Abdoulaye Santos Ndao

J'interpelle le Professeur El Hadj Mbodj


"L'exception d'inconstitutionnalité peut-elle être soulevée devant le juge pénal? Prétexte tiré de la loi 81-53 sur l'enrichissement que certains juristes qualifient de loi contraire à la constitution en ce sens qu'elle va à l'encontre de certaines dispositions constitutionnelles notamment la sacralité de l’être humain et les droits de défense. En tant que juriste privatiste, je sais que le juge pénal peut se prononcer sur l'exception d'illégalité lors d'un procès (la jurisprudence Avranches), il en est de même pour le juge civil lorsqu'il apprécie la régularité d'un acte administratif (jurisprudence Bareinstein)". 

 

REPONSE A L’INTERPELLATION DE M. ABDOULAYE SANTOS NDAO

 

Abdoulaye, comme promis, je reviens à toi pour livrer le « homework » que tu m’as assigné. La question que tu as soulevée est pertinente et, de surcroît, d’actualité à la lumière de la volonté exprimée par Wade de porter la loi sur l’enrichissement illicite devant la Cour suprême aux fins du constat de son inconstitutionnalité.

 

Tu me permettras, d'ores et déjà, de ne pas me prononcer sur la constitutionnalité ou non de la loi sur la répression de l’enrichissement illicite. C’est au Conseil constitutionnel que revient la prérogative de se prononcer souverainement sur la conformité ou non d’une loi à la Constitution. Il convient d’observer à cet égard la plus grande réserve afin d’éviter, plus tard, un démenti cinglant qui pourrait ruiner la crédibilité de tous ceux qui veulent foncer, la tête baissée, sur une question bien sensible.

 

En revanche, il me paraît important pour nos amis de « facebook » intéressés par ton interpellation d’apporter notre point de vue sur l’exception d’inconstitutionnalité qui pourrait être la voie de droit appropriée pour porter le contentieux de cette loi devant la juridiction compétente qui, en l’espèce, est le Conseil constitutionnel.

 

Tu as bien développé et illustré par les jurisprudences Bareinstein et Avranches et Desmaret, le régime de l’interprétation et de l’appréciation de la légalité des actes administratifs applicable au niveau des juridictions aussi bien repressives que civiles. Rien, de mon point de vue, ne doit être apporté à ton analyse. Toutefois, l’exception d’inconstitutionnalité, qui nous préoccupe présentement avec notamment les enquêtes préliminaires en cours sur l’enrichissement illicite, ne se pose pas dans les mêmes termes que l’exception d’illégalité. Il s’agit d’apprécier et de tirer les conséquences d’une loi qui viole la constitution dans la première situation alors que la seconde envisage le rapport de conformité entre un acte administratif et une loi.

────────────────────

— CONSIGNE A —
D'après le texte de lecture, pourquoi la réponse s'abstient-elle de se prononcer sur la constitutionnalité de la loi sur la répression de l'enrichissement illicite ? Répondez en une à trois phrases.
Le texte de lecture n'a aucun rapport avec les enregistrements.

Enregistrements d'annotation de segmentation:

────────────────────

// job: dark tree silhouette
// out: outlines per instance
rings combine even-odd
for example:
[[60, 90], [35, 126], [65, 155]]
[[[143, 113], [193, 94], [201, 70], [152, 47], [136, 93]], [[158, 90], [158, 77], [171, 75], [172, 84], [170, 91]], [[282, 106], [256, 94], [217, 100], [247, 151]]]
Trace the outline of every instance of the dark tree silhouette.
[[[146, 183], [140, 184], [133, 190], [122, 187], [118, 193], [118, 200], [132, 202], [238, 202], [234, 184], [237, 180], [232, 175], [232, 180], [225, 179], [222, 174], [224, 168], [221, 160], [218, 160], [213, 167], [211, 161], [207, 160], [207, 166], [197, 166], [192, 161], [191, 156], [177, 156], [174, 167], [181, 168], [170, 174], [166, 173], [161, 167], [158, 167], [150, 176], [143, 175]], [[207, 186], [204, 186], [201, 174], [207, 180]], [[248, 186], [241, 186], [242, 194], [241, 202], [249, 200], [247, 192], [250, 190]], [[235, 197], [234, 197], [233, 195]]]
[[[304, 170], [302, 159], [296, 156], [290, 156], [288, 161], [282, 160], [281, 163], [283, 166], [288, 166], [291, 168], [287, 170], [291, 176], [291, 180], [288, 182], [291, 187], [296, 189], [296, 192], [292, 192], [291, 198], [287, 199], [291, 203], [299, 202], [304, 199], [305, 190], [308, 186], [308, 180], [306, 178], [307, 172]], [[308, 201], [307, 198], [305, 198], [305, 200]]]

────────────────────

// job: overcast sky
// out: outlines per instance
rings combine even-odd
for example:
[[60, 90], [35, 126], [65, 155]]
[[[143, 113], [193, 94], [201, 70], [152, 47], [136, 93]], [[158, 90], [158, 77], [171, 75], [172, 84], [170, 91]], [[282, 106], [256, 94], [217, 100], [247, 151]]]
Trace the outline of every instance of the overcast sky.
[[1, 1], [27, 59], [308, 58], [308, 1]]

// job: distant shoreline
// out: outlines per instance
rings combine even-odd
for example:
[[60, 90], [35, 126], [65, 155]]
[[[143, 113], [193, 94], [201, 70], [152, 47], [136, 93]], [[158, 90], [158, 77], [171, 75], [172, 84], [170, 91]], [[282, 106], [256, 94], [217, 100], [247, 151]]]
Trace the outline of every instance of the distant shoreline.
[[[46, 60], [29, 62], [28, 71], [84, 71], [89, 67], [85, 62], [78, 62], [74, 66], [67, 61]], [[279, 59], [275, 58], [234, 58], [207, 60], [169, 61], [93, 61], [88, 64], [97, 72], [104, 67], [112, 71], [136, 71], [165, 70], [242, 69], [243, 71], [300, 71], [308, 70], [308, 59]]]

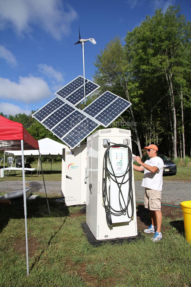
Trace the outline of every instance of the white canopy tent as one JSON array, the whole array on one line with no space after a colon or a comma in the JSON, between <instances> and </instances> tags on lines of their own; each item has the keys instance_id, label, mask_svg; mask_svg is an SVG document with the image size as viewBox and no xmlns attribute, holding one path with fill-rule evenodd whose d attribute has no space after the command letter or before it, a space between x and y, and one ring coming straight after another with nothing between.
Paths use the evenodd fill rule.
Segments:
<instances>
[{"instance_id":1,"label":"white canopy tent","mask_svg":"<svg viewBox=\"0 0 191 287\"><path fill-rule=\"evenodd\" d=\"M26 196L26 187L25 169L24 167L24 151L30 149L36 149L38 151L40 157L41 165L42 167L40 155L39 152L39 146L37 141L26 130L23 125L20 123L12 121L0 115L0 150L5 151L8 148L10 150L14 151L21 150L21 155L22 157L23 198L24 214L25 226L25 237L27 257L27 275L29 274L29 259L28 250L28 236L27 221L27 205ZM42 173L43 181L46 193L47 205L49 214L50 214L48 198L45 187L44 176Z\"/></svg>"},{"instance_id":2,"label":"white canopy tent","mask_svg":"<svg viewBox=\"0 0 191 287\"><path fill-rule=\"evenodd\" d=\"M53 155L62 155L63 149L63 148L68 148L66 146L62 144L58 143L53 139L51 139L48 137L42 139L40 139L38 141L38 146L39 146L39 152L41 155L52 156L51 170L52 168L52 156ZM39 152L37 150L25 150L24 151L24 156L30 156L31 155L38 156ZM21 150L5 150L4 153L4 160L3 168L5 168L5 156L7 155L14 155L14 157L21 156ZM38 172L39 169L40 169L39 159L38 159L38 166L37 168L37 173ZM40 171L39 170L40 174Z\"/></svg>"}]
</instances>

────────────────────

— CONSIGNE B —
Dans les enregistrements, recopiez sans rien changer le passage qui va de la ligne contenant « Trace the outline of every instance of the white » jusqu'à la ligne contenant « Paths use the evenodd fill rule. », ces deux lignes comprises.

— RÉPONSE COMPLÈTE A —
Cette prérogative revient au Conseil constitutionnel, seul à pouvoir se prononcer souverainement sur la conformité d'une loi à la Constitution. La plus grande réserve s'impose donc, afin d'éviter plus tard un démenti cinglant qui pourrait ruiner la crédibilité de ceux qui foncent tête baissée sur une question aussi sensible.

— RÉPONSE COMPLÈTE B —
Trace the outline of every instance of the white canopy tent as one JSON array, the whole array on one line with no space after a colon or a comma in the JSON, between <instances> and </instances> tags on lines of their own; each item has the keys instance_id, label, mask_svg; mask_svg is an SVG document with the image size as viewBox and no xmlns attribute, holding one path with fill-rule evenodd whose d attribute has no space after the command letter or before it, a space between x and y, and one ring coming straight after another with nothing between.
Paths use the evenodd fill rule.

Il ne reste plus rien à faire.